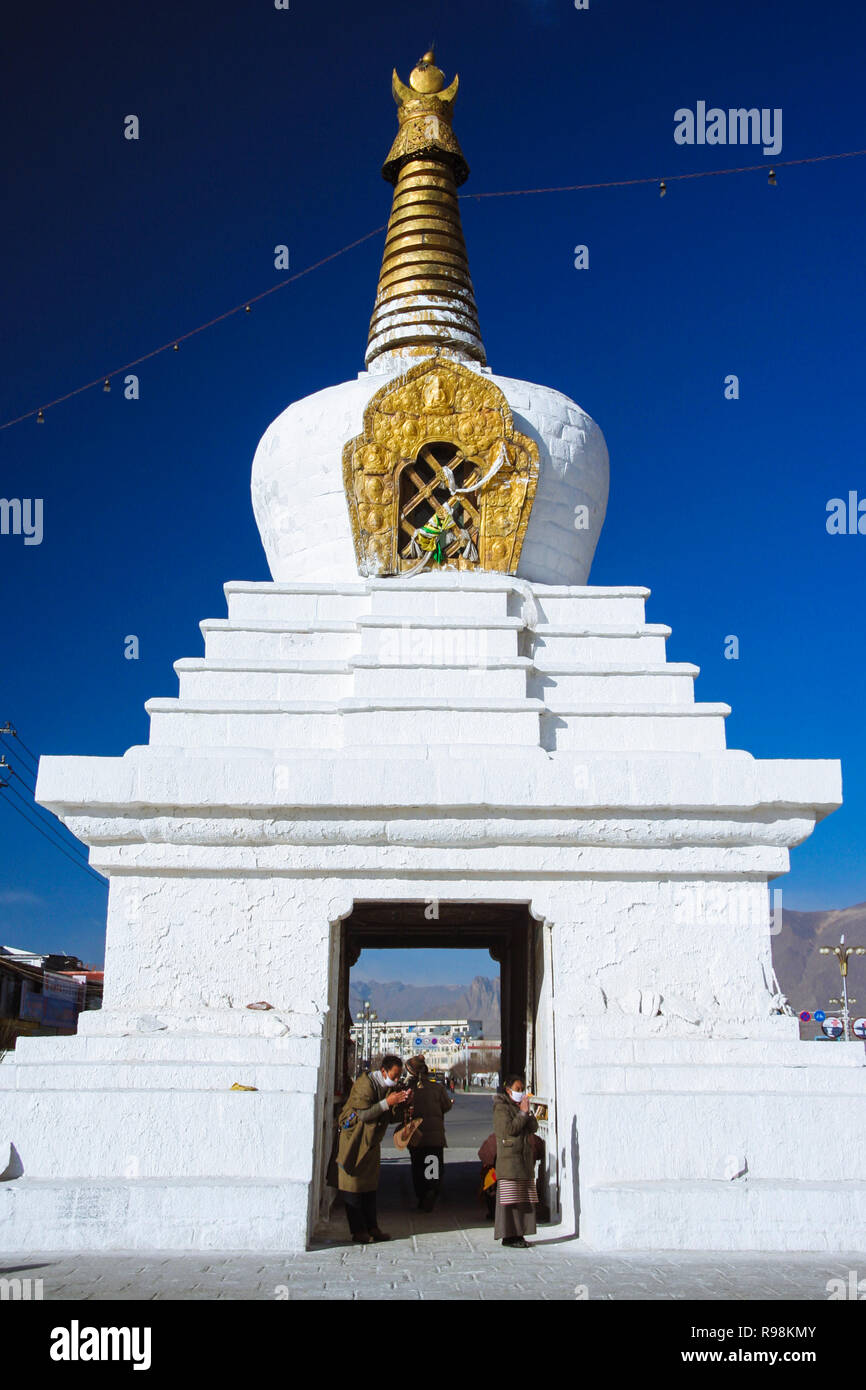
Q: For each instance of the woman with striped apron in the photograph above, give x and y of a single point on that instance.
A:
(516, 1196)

========================================

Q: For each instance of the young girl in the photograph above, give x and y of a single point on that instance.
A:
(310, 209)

========================================

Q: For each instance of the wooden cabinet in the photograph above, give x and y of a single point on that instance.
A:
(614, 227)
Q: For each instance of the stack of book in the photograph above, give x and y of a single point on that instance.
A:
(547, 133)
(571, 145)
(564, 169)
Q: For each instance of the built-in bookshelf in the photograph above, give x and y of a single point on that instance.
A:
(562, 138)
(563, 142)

========================================

• Directions for this task
Copy out the records verbatim, taking the stretch from the line containing "Q: For each instance of the woman" through the line containing "(516, 1196)", both included, and nothing else.

• Task answer
Q: For each instance of the woman with striped apron in the photograph above, give x and y of a single point on that instance.
A:
(516, 1196)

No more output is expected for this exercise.